Material supplied:
— Start —

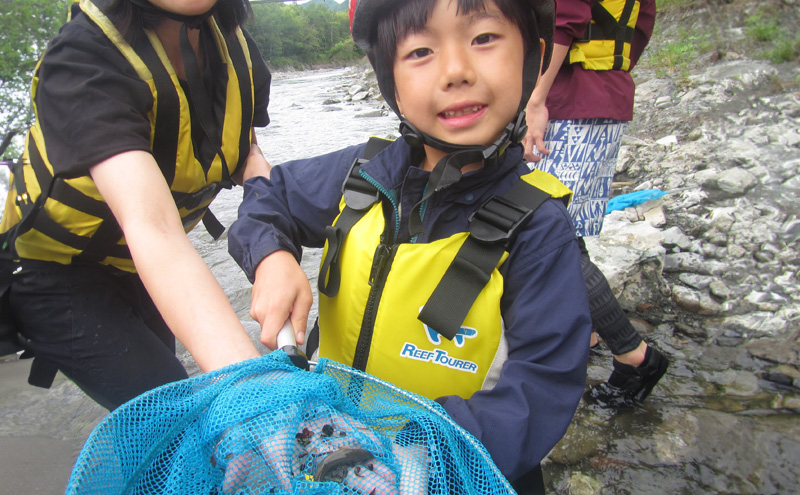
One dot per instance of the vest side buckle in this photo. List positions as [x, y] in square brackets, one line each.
[497, 219]
[358, 193]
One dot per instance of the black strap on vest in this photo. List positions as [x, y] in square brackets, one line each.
[359, 196]
[607, 27]
[491, 229]
[203, 108]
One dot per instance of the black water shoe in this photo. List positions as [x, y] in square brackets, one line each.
[630, 385]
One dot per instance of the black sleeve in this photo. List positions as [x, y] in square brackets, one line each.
[261, 82]
[90, 103]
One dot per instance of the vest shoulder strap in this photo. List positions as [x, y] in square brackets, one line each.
[491, 230]
[359, 195]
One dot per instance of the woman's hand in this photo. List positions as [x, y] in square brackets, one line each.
[178, 280]
[280, 291]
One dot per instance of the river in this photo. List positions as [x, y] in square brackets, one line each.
[683, 440]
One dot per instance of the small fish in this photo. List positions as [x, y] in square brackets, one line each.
[330, 468]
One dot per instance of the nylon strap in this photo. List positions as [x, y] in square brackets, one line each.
[607, 27]
[491, 229]
[202, 107]
[359, 196]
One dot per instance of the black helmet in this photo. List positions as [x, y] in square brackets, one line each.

— End —

Set down, unchanged, the line that contains "One dot per instance of the vest shoulder" together with every later line in the records, through the last one.

Solution to the exercise:
One dot per instance of the vest shoulder strap in this photo. List positions as [x, y] in square brackets, one line each.
[491, 230]
[359, 195]
One dot per instance of the woman's hand in this photo. List positions as [x, y] in square brackets, one line each.
[178, 280]
[280, 291]
One dot per instance of the river in this photo. List positions as [x, y] in square brackets, one line each.
[683, 440]
One dot per instance of the small fish in this photo. List positions as [x, y] in square brackets, one line each.
[330, 468]
One dot per instance of the nylon strap in this photo. List positions as [x, y] in square brackets, one line each.
[607, 27]
[491, 229]
[202, 107]
[359, 196]
One dot per instance of the black helmet in this photo. List positions as [x, y] in square brackets, one line each.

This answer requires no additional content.